» **GIVEN DATA**

☆ ☆ ☆ ☆

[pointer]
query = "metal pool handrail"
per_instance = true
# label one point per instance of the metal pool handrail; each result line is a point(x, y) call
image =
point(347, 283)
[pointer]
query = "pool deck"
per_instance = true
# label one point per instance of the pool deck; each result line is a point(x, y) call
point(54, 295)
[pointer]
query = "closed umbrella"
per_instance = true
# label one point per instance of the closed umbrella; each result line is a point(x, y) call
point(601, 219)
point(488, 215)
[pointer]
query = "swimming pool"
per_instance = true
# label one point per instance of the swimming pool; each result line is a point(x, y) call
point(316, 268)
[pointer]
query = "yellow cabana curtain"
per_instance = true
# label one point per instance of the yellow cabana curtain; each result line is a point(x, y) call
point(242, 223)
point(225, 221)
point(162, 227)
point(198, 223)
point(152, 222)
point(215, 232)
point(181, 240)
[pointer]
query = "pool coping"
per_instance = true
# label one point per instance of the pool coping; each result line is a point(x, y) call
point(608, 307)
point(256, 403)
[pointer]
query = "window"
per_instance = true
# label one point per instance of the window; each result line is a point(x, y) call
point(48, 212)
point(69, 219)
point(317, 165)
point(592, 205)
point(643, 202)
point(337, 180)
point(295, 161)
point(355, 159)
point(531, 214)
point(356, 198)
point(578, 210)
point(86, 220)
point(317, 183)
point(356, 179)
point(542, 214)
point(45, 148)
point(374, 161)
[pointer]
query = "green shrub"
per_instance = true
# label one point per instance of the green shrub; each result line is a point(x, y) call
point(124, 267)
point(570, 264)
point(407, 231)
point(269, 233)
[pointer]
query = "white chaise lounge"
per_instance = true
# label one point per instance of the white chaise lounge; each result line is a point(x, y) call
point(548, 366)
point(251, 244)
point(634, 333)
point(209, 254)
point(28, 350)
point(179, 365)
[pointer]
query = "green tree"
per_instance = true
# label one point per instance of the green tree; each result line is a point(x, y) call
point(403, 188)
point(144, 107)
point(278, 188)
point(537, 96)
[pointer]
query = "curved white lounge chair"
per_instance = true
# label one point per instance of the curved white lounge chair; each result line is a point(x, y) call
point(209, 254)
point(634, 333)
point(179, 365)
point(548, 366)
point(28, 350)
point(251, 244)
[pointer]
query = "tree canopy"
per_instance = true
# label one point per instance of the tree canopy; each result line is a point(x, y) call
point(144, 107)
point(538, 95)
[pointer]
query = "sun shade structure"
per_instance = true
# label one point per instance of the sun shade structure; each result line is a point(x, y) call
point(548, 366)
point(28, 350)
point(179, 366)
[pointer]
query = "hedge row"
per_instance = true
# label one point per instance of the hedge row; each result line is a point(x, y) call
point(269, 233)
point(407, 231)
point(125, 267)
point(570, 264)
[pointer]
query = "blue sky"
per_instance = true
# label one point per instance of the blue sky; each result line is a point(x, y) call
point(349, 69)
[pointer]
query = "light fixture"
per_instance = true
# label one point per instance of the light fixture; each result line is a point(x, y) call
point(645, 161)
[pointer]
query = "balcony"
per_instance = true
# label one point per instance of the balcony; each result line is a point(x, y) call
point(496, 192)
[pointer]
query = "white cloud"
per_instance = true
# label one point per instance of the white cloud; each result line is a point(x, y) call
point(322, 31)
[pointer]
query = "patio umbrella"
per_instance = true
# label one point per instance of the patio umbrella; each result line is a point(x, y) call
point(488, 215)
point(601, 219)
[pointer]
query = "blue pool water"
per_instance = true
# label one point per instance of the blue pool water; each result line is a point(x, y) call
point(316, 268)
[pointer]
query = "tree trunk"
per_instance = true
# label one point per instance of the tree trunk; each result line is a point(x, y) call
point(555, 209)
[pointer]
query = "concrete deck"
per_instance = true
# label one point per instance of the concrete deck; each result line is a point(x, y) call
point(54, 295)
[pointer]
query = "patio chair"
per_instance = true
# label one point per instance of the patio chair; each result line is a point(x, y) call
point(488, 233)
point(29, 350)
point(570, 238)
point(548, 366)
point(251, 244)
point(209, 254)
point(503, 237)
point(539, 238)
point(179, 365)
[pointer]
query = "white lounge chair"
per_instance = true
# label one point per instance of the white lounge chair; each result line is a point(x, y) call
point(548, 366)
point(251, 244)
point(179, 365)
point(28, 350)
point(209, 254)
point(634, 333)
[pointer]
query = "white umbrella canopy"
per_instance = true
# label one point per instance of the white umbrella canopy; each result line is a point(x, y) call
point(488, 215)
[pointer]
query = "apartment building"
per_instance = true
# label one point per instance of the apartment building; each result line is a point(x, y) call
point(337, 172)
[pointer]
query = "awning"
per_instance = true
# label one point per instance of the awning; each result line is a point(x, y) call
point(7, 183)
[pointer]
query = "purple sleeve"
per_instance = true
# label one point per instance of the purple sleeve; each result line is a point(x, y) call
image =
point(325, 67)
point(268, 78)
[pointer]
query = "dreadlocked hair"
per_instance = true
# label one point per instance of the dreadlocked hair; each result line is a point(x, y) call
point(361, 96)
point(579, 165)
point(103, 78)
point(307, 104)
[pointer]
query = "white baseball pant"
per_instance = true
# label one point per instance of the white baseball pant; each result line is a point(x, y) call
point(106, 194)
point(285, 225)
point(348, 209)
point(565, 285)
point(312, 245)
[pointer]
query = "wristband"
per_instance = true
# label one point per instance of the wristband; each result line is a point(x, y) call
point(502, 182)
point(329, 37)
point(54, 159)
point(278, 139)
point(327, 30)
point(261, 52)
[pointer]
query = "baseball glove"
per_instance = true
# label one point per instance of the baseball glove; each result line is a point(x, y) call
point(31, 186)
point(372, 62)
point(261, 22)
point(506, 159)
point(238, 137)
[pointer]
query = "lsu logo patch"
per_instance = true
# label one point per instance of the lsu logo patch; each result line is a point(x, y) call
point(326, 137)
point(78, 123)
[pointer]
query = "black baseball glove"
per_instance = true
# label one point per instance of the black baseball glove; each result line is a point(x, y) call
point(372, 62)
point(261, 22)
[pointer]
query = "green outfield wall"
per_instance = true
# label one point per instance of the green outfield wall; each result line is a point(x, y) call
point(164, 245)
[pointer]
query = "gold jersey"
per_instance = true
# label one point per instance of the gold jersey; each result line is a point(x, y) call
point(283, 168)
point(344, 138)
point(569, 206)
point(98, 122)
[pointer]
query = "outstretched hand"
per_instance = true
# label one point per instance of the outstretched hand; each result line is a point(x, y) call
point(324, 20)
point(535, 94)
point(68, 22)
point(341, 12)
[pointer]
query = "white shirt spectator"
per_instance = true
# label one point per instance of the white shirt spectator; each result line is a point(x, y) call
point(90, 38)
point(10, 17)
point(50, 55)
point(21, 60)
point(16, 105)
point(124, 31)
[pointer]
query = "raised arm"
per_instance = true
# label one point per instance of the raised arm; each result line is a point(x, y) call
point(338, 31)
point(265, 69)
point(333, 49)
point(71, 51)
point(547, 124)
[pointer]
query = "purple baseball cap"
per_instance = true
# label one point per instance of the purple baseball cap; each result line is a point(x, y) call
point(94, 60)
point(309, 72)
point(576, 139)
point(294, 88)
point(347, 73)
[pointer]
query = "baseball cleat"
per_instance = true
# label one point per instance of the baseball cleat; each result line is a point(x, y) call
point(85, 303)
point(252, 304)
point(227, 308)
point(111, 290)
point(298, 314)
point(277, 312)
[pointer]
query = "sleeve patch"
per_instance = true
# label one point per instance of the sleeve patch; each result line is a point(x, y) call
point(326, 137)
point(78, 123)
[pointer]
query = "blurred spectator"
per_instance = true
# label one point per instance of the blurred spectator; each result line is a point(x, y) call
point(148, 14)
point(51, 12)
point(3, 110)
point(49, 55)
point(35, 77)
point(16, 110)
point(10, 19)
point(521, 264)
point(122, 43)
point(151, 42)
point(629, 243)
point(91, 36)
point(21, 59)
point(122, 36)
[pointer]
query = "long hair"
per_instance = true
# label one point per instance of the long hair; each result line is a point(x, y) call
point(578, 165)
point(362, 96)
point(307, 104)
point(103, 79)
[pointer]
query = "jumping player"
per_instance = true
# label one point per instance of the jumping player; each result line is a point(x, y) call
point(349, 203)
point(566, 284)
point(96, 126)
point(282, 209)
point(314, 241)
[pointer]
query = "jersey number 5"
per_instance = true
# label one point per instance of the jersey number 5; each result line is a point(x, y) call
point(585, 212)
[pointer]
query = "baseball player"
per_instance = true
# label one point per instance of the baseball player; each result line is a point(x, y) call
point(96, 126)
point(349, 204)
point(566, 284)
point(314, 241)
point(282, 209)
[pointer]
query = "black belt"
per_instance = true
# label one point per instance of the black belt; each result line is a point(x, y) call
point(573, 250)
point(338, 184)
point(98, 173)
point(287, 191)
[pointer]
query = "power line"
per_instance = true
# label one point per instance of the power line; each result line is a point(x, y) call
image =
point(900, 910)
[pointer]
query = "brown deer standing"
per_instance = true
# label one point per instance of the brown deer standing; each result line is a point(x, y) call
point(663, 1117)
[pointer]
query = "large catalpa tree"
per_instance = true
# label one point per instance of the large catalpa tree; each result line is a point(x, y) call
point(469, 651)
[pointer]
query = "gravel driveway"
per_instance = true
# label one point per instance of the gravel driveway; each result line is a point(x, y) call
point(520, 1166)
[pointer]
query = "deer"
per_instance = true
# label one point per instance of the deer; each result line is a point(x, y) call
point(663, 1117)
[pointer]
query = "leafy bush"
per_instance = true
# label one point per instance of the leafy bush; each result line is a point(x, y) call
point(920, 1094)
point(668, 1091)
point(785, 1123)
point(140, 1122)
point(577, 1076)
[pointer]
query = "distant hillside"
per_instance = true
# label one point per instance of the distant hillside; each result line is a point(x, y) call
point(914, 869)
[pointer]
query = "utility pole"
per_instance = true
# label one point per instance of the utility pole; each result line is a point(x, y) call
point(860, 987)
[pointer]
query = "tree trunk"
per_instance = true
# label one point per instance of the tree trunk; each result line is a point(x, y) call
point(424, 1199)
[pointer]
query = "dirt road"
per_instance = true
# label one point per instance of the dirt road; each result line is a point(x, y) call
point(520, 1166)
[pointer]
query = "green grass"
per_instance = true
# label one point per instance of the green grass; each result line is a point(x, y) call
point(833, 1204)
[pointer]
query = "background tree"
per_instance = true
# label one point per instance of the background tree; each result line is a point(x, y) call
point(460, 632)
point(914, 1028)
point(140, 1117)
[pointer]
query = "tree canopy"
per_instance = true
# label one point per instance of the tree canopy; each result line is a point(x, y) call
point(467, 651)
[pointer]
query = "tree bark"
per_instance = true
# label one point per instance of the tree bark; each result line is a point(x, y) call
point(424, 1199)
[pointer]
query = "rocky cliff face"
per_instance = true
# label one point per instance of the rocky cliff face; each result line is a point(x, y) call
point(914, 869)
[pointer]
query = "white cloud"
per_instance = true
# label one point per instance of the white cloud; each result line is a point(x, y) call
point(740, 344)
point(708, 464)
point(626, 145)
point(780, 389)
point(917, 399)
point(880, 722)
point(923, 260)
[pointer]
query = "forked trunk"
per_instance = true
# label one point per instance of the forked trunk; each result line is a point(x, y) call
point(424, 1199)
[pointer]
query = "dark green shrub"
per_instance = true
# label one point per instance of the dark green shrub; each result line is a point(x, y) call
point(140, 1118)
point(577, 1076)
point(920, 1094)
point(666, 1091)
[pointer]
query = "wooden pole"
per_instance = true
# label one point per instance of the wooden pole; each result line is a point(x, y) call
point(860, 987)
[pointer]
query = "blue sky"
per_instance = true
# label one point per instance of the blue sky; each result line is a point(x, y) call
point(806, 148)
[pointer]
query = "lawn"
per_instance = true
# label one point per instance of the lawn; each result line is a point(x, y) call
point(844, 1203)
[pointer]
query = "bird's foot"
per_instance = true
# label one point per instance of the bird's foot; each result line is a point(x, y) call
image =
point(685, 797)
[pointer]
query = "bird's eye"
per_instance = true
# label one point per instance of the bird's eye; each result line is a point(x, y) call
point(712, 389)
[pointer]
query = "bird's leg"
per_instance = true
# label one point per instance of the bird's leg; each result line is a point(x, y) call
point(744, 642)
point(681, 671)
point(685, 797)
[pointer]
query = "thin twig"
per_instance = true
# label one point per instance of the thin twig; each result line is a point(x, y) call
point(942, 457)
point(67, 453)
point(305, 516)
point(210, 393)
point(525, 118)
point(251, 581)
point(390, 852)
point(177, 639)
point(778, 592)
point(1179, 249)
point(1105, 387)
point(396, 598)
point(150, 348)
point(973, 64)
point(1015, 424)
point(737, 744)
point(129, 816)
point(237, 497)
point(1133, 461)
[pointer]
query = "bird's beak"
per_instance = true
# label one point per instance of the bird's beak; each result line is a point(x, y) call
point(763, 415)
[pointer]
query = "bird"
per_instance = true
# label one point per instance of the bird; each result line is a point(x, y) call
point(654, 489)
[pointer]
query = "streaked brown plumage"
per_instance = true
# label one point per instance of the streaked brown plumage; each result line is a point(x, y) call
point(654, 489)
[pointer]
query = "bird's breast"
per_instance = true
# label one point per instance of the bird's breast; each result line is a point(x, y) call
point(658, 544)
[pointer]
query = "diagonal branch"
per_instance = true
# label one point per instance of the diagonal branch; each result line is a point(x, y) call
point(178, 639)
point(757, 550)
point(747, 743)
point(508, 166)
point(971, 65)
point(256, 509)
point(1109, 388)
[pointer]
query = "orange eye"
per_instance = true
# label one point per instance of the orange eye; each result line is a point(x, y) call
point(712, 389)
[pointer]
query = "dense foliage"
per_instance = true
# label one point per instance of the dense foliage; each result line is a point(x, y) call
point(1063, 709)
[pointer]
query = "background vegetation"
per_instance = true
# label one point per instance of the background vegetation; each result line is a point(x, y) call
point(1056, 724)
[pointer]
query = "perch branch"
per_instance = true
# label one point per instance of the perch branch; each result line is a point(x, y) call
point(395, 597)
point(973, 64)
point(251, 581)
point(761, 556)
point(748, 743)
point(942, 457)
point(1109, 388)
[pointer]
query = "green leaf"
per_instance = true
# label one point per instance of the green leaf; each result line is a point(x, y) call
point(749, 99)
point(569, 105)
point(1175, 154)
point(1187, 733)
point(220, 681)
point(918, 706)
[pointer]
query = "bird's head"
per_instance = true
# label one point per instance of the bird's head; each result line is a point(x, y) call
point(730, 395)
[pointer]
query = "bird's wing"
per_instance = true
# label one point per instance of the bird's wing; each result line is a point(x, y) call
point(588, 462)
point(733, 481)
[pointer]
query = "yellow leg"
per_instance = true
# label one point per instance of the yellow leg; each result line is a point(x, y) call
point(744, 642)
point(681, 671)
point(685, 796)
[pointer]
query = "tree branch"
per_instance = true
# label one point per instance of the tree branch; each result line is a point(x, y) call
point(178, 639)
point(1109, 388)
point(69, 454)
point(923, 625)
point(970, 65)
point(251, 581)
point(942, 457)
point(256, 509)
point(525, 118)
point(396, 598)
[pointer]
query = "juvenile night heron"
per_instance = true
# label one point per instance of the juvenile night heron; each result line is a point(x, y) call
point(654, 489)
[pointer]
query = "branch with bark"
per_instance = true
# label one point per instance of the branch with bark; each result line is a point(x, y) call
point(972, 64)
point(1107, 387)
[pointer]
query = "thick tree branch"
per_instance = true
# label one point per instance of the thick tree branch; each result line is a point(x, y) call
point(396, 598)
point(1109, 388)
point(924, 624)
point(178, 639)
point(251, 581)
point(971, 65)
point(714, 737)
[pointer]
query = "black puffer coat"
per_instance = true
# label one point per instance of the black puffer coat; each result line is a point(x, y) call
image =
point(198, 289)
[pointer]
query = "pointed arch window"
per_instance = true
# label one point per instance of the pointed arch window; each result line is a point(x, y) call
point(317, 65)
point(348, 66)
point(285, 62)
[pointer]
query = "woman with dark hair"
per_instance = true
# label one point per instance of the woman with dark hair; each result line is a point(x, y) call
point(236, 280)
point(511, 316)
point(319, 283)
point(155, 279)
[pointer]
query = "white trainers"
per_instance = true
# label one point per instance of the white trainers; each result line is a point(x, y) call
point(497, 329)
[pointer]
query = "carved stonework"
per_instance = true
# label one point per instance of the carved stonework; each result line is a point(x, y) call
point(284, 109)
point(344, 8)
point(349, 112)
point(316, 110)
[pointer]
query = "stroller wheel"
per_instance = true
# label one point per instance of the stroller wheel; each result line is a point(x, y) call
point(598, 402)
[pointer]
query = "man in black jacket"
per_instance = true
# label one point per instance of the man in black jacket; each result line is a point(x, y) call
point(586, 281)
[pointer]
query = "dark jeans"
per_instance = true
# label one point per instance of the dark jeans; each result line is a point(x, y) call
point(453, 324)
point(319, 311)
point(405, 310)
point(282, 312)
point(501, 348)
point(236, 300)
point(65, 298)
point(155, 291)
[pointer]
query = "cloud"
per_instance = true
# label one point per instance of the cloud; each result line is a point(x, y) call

☆ ☆ ☆ ☆

» **REQUIRED TASK**
Extract every line of the records above that contains the string "water". Case counts.

» **WRITTEN ANSWER**
query = "blue pool water"
# label one point per instance of the blue pool water; each result line is a point(x, y) call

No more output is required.